- What you have to do -
Could you show each line of the records that contains the word "below"?

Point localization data
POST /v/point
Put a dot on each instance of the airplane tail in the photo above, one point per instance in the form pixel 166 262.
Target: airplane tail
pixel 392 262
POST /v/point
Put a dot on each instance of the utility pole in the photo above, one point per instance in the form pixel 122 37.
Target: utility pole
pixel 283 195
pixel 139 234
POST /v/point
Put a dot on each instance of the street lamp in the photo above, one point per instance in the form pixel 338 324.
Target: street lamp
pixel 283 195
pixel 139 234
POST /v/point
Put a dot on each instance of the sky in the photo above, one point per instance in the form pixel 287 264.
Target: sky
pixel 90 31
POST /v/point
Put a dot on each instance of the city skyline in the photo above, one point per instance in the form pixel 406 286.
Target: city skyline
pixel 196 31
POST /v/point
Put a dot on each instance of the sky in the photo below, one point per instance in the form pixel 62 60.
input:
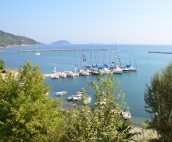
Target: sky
pixel 89 21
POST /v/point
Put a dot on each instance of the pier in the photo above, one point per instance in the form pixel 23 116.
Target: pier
pixel 62 49
pixel 160 52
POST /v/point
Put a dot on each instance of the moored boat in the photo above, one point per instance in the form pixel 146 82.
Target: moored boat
pixel 61 93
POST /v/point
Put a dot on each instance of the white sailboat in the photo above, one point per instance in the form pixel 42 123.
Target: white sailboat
pixel 37 53
pixel 130 67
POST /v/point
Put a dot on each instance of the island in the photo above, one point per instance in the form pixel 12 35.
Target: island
pixel 8 40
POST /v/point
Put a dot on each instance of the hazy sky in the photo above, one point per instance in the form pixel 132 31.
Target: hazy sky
pixel 89 21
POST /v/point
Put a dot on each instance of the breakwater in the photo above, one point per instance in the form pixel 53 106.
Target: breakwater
pixel 62 49
pixel 160 52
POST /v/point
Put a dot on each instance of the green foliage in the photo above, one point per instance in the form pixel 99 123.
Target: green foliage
pixel 26 113
pixel 158 98
pixel 2 65
pixel 7 39
pixel 101 121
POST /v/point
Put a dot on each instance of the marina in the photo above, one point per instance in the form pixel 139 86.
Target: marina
pixel 69 69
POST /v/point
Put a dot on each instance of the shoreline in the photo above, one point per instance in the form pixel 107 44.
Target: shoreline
pixel 22 45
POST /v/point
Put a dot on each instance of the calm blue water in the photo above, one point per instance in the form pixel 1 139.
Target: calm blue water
pixel 132 84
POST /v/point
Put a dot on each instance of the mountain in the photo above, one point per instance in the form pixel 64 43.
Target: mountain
pixel 61 42
pixel 7 39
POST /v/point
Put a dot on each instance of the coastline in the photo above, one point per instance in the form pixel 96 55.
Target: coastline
pixel 22 45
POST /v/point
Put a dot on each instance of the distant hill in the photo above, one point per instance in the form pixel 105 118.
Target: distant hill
pixel 61 42
pixel 7 39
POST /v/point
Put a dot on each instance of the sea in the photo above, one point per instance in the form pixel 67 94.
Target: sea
pixel 133 84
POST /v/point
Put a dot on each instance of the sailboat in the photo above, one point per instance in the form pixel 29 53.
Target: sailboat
pixel 130 66
pixel 37 53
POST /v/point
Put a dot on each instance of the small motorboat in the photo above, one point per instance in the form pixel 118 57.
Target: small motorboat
pixel 61 93
pixel 88 100
pixel 76 97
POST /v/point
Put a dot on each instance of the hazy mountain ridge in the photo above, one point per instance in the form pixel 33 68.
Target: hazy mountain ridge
pixel 61 42
pixel 8 39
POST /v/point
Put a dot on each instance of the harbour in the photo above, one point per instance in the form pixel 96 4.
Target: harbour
pixel 132 83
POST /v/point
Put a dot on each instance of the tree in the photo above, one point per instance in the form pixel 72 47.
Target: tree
pixel 100 121
pixel 26 113
pixel 2 65
pixel 158 99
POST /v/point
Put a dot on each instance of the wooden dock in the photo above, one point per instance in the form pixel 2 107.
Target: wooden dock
pixel 62 49
pixel 160 52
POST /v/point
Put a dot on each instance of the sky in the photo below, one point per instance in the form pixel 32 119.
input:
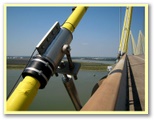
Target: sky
pixel 97 34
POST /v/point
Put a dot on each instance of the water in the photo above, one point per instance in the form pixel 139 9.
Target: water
pixel 54 96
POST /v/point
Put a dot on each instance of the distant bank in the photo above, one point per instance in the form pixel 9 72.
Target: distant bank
pixel 87 63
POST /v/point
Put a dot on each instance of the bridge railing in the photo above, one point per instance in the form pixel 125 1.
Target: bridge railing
pixel 112 94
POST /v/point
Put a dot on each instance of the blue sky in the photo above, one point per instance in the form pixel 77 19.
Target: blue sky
pixel 96 35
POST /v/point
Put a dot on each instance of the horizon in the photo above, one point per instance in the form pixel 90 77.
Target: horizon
pixel 96 36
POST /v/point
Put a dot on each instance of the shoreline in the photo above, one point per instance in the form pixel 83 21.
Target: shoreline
pixel 84 66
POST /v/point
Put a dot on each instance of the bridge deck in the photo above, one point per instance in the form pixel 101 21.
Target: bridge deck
pixel 137 82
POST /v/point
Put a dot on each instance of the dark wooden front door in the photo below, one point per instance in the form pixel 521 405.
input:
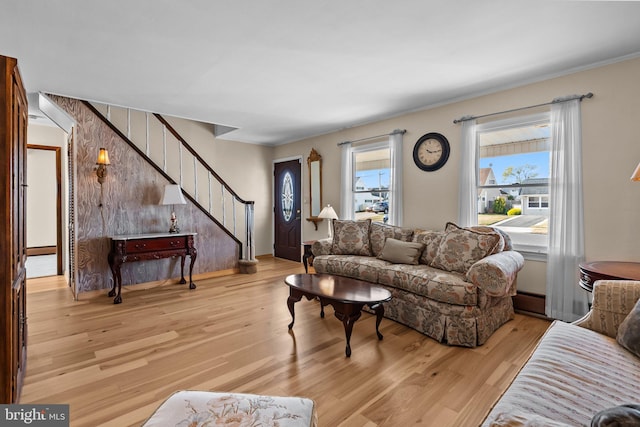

- Answer space -
Put a dot on each instance of the sky in the photo below, one point per instance in the form pixel 62 60.
Put a dot on each instance of the sky in the photo below, one point per instance in the form pixel 32 119.
Put a dot on each instance of the dark wooden front door in the photo below, one point per instance in the form pixel 521 405.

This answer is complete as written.